== ASSIGNMENT ==
Find the string "mottled" in the records. Copy every line it appears in.

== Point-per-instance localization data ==
Segment Open

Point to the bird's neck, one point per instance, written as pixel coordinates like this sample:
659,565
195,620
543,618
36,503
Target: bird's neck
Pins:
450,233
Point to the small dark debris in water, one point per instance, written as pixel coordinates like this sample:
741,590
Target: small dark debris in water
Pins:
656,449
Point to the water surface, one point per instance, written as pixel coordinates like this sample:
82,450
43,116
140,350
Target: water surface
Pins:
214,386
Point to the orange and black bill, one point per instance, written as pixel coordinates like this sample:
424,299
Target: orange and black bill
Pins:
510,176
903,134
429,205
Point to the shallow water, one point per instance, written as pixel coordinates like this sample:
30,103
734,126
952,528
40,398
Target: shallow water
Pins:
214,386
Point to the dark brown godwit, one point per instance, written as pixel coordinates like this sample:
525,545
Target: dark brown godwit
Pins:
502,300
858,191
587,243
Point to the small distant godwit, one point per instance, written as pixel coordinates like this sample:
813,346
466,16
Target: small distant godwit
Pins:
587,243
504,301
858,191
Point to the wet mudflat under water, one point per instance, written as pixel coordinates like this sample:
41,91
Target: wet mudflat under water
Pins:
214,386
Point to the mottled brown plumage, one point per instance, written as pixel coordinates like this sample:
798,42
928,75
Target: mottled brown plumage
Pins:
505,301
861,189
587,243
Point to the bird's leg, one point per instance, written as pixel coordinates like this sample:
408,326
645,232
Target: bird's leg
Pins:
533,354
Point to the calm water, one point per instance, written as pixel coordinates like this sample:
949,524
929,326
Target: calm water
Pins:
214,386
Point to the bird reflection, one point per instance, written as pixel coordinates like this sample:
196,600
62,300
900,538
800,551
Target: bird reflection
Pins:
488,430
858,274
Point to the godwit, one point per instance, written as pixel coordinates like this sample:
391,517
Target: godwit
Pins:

Segment Closed

== RESULT ==
Point to the mottled brown plumage, one point per instance, written as pixel coordinates like this sample:
Target: mottled brown plumage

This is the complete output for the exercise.